## REQUIREMENTS
Locate each line in the items below that contains the string "railing" and copy those lines.

>> START RECORDS FOR THIS TASK

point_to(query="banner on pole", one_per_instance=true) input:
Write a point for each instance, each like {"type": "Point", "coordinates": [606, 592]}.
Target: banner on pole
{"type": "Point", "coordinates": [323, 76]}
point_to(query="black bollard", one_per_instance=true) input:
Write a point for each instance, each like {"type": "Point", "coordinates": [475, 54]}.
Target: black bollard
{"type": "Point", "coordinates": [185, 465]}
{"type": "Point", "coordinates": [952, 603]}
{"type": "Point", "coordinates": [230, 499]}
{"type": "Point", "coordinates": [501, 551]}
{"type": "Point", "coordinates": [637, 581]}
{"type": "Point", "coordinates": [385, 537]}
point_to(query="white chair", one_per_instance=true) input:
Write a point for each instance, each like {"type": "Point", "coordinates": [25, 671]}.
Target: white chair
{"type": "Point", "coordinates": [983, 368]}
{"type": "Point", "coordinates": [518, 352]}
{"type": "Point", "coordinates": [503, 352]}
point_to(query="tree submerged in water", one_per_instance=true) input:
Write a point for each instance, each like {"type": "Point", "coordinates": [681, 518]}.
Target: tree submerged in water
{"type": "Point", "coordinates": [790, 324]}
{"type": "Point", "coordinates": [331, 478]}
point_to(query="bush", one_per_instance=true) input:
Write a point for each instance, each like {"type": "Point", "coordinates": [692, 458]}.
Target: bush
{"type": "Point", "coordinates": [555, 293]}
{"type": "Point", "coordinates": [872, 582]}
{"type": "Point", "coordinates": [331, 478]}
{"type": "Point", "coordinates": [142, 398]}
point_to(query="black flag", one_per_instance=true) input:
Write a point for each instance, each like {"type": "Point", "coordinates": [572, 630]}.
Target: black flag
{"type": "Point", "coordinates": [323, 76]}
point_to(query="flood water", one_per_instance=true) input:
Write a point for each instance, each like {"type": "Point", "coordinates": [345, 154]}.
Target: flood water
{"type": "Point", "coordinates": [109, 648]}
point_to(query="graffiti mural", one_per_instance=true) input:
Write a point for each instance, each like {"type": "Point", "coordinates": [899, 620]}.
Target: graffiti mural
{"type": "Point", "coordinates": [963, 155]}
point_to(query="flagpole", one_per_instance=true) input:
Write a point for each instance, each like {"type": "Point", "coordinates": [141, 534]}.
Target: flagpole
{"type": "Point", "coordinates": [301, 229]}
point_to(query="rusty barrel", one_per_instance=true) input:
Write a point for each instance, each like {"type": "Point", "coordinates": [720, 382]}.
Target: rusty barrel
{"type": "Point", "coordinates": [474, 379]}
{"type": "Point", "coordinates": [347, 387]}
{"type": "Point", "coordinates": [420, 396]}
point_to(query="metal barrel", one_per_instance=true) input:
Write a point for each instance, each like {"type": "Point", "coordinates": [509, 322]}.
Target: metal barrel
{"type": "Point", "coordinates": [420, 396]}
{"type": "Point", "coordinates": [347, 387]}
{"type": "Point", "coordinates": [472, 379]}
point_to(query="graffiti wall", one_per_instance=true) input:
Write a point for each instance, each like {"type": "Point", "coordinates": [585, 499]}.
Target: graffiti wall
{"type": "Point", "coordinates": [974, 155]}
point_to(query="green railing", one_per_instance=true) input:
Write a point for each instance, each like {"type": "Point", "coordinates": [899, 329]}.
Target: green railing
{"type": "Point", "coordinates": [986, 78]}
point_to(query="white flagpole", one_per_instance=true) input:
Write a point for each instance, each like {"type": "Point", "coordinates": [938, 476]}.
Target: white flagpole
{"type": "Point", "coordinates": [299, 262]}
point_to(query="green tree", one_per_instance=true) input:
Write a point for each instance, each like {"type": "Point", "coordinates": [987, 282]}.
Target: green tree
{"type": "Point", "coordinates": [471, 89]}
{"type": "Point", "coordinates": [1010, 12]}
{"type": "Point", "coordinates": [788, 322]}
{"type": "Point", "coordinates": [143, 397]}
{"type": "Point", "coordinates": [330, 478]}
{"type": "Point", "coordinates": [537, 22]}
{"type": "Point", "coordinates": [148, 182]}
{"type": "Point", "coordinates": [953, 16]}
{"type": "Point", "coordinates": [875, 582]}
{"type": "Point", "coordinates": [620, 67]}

>> END RECORDS FOR THIS TASK

## RESULT
point_to(query="green railing", one_per_instance=true) input:
Target: green railing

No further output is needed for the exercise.